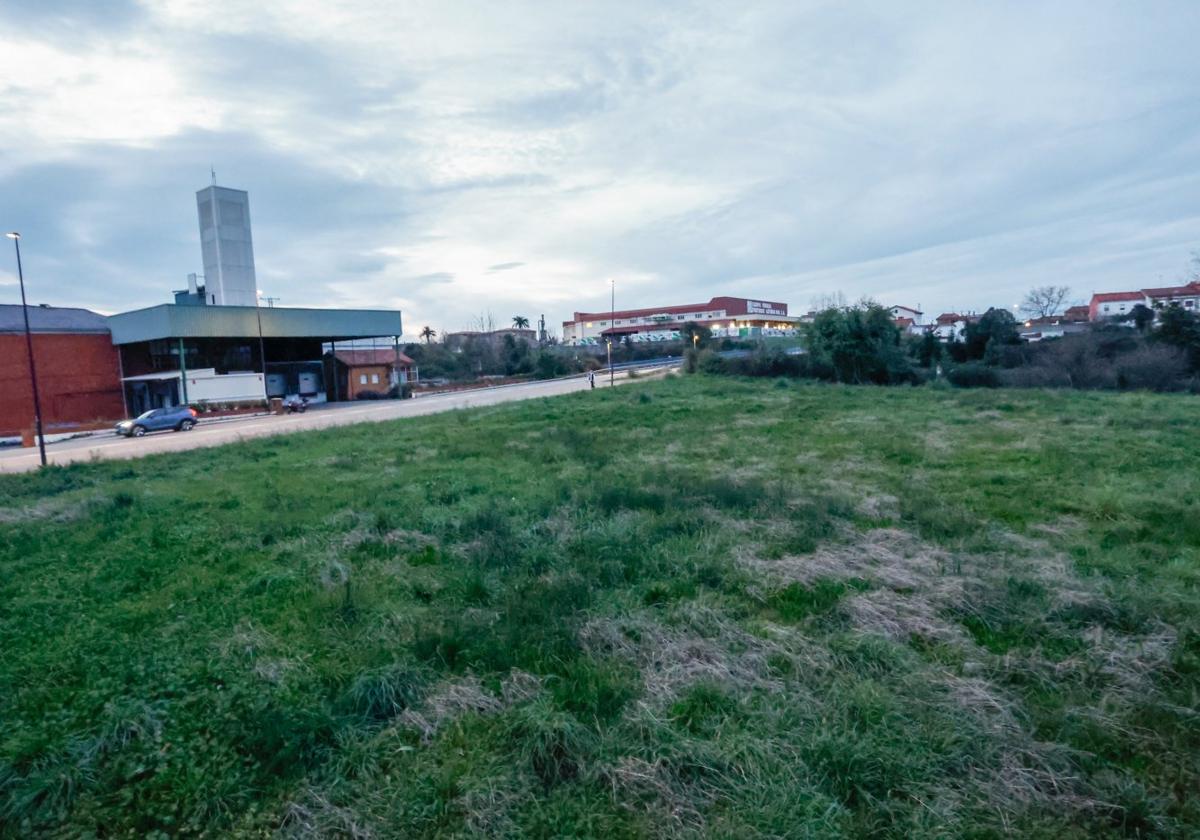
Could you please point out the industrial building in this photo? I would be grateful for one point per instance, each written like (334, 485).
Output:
(173, 353)
(726, 317)
(364, 373)
(77, 366)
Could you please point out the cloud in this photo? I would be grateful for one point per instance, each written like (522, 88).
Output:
(400, 155)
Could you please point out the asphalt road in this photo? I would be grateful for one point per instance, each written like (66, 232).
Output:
(18, 460)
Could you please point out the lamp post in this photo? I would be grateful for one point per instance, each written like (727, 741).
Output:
(612, 325)
(29, 346)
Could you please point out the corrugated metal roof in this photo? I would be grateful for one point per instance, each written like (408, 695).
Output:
(169, 321)
(357, 358)
(51, 319)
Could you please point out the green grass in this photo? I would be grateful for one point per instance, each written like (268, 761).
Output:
(683, 607)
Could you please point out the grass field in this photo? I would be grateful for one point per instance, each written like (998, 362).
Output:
(685, 607)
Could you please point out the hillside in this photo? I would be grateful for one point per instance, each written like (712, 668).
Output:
(687, 607)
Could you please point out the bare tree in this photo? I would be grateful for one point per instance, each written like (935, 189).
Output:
(1044, 300)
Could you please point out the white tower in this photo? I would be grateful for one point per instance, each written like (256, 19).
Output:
(226, 246)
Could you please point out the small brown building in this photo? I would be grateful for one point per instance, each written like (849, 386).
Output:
(371, 372)
(78, 375)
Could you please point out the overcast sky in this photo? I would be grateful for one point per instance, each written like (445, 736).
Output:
(451, 159)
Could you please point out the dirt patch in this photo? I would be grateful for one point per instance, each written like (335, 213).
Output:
(707, 647)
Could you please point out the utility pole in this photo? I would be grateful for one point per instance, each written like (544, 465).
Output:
(612, 324)
(29, 346)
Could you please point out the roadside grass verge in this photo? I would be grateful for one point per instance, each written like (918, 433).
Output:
(681, 607)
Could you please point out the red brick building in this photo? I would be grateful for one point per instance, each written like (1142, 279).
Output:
(78, 375)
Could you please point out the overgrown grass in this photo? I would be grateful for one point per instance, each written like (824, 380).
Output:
(693, 606)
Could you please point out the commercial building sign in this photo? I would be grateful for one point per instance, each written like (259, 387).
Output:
(763, 307)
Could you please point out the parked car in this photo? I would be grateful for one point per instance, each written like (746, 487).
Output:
(179, 418)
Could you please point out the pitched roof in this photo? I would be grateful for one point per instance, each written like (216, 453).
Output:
(52, 319)
(372, 357)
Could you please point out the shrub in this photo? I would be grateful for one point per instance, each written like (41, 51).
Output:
(858, 345)
(972, 375)
(550, 742)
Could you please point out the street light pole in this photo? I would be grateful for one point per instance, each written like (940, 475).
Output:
(262, 346)
(29, 346)
(612, 325)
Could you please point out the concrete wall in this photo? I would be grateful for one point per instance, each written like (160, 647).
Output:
(77, 378)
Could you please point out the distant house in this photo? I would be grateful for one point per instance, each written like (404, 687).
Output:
(906, 312)
(1051, 327)
(375, 372)
(1107, 305)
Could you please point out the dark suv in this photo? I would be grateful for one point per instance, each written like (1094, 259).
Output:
(179, 418)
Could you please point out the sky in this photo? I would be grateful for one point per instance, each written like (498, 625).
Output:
(463, 160)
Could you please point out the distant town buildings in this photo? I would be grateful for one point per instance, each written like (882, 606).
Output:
(726, 317)
(227, 249)
(1116, 304)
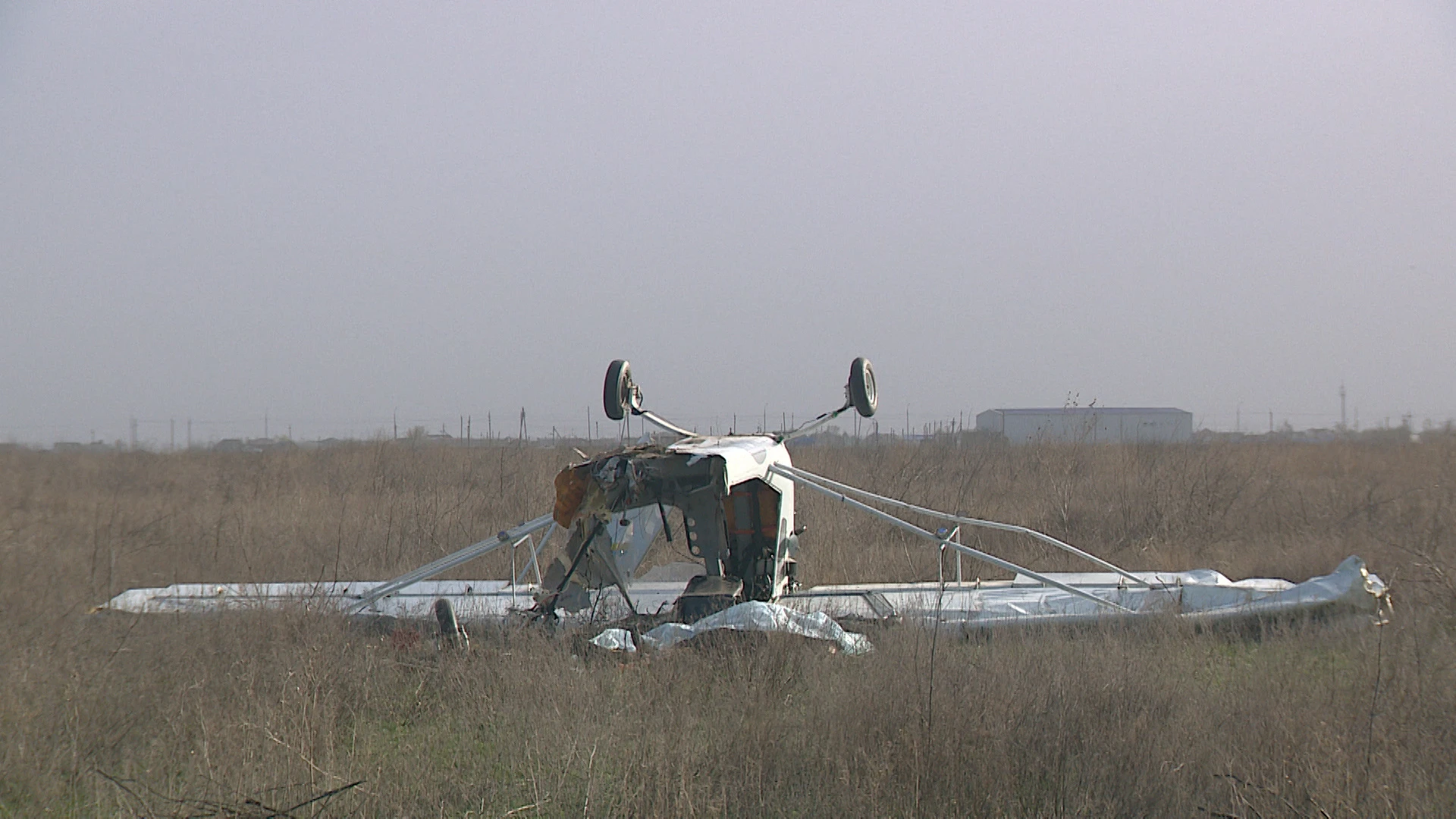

------------------------------------------------------------

_What you need to do_: Repeat the records word for word and drop any pictures.

_Expected answer_:
Could you please point out the industrial building in this photo? I would be grateful for one point per instance, each written like (334, 485).
Output:
(173, 353)
(726, 317)
(364, 373)
(77, 366)
Could you please point out the cloud in this photo? I would be grateful for one point per instance, each written like (522, 88).
Output:
(400, 155)
Could you please point out the asphalt road in this photo? I would be grateful for one point per instance, each written like (66, 232).
Output:
(18, 460)
Could you please point out the lamp post in this photo? I would be grateful for one point per instance, each written like (727, 741).
Output:
(612, 325)
(29, 346)
Could you please point out the corrugated metal roof in this photo? I would be grateful for one point per instance, each written like (408, 695).
Output:
(169, 321)
(357, 358)
(51, 319)
Could you please point out the green grass in this photo? I would be grateful for one point per instance, each written like (268, 761).
Output:
(683, 607)
Could you please point out the grass field in this photo? I would be grateful for one point per instance, each written like (998, 362).
Output:
(685, 607)
Could you please point out the hillside in this photo? I would be grateful for one point per instance, each written like (712, 668).
Output:
(687, 607)
Could you please point out the bare tree in this photo? I would be grateful for one point per instance, each written like (935, 189).
Output:
(1044, 300)
Could you please point out the white tower in this photo? I would be grateful for one point per instance, each written like (256, 19).
Output:
(226, 246)
Could you please point out the small brown building in this photo? I would be grateful for one point per instance, each written like (849, 386).
Output:
(371, 372)
(78, 375)
Could you please point out the overcast sky in this photo? I would be grateful for one point per instance, each written like (445, 736).
Output:
(451, 159)
Could you please point out the dirt patch in this photo? I would be grateful for one point per instance, each written like (335, 213).
Output:
(707, 647)
Could you please point out the utility pole in this photo? I would be grateful for one point per instance, each written like (544, 465).
Output:
(612, 324)
(29, 346)
Could you please point out the roadside grass verge in this photo? I would be grateful for one point per instance, each written like (918, 433).
Output:
(681, 607)
Could you please point out the red brick building in this photo? I would be grateful for one point per instance, each written like (1142, 279).
Output:
(78, 375)
Could you please point out the overgrown grass in this photo? I would be grateful for one point per instance, each written like (824, 380).
Output:
(693, 606)
Could you please point out the commercial building sign in this photo? I would be grateful for one point per instance, each written like (259, 387).
Output:
(763, 307)
Could you please point out the parked car in this photo? I would be grateful for one point per instance, each written like (746, 487).
Output:
(179, 418)
Could you please point out the pitched roof in this photo? I would be grateful for one point per instance, each written like (216, 453).
Output:
(52, 319)
(372, 357)
Could you please point out the shrub in this photo? I would be grateful for one point per instance, each written like (41, 51).
Output:
(858, 345)
(972, 375)
(550, 742)
Could you please point out the street light pole in this photo? I would be grateful for one point per instance, each written like (940, 475).
Output:
(262, 346)
(29, 346)
(612, 325)
Could you please point out the concrete wall in this photo? I would be grateful for one point per instance, each written like (160, 647).
Output:
(77, 378)
Could you please point out the distant house in this photo? I would be grateful for one point per instance, each written like (404, 687).
Output:
(906, 312)
(1051, 327)
(375, 372)
(1107, 305)
Could you please point out the dark suv in this photo? I would be grateful for one point per instance, each written like (1094, 259).
Output:
(179, 418)
Could you please point out the sky in this photo? I would be grateful for one point per instance, each written like (498, 625).
Output:
(463, 160)
Could you please point out the distant town buildings in this photo? I would be grateful for one point per instance, each written like (882, 606).
Output:
(726, 317)
(227, 249)
(1116, 304)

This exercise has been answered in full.